(Entries from a point annotation set)
::::::::::

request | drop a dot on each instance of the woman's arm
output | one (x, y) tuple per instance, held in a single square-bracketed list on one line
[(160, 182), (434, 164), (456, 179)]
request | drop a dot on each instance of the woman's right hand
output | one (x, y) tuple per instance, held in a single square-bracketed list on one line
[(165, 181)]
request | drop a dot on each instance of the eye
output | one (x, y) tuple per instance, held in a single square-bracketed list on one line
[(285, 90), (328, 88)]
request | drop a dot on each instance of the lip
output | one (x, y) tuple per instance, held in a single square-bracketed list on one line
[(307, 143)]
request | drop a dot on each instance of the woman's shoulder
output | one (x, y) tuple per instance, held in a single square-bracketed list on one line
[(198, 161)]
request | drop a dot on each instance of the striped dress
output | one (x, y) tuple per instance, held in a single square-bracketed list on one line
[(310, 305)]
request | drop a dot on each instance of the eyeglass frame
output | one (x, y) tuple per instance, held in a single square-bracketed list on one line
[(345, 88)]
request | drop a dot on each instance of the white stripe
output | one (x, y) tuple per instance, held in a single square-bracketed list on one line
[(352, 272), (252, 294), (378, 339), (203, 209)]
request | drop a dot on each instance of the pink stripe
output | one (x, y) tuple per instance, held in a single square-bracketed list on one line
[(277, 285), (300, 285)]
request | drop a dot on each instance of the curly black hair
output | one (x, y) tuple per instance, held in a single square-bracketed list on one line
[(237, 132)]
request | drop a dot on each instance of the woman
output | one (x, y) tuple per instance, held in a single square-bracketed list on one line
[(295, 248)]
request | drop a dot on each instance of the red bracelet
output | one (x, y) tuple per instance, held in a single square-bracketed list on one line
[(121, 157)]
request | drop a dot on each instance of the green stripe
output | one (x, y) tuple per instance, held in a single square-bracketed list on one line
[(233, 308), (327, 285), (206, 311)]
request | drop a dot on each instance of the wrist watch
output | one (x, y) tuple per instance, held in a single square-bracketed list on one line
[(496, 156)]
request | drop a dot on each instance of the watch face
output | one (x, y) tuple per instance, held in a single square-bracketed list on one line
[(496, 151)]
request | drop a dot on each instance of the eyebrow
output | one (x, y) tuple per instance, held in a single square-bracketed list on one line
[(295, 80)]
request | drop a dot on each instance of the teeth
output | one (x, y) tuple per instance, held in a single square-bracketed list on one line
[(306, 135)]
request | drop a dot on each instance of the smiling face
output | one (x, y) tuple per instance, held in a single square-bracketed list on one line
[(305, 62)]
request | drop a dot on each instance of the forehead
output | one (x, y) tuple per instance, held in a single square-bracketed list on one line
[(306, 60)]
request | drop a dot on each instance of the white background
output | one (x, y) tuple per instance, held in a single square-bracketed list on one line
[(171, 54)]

::::::::::

- [OBJECTIVE]: Keep only the lines from the one containing "request | drop a dot on each instance of the teeth" to the end of the entries, and repeat them exactly.

- [ANSWER TO THE PROBLEM]:
request | drop a dot on each instance of the teeth
output | one (x, y) tuple per instance, held in a single square-bracketed list on one line
[(306, 135)]
request | drop a dot on each instance of the smiling face
output | one (x, y) tuple per instance, held in a single square-bracketed list on one line
[(305, 62)]
request | drop a dot on each instance of the forehead
output | one (x, y) tuple per instance, held in a single square-bracketed list on one line
[(306, 60)]
request | drop a dot on each instance of the white background
output | one (x, y) tuple per instance, held in a single square-bracketed list on one line
[(171, 54)]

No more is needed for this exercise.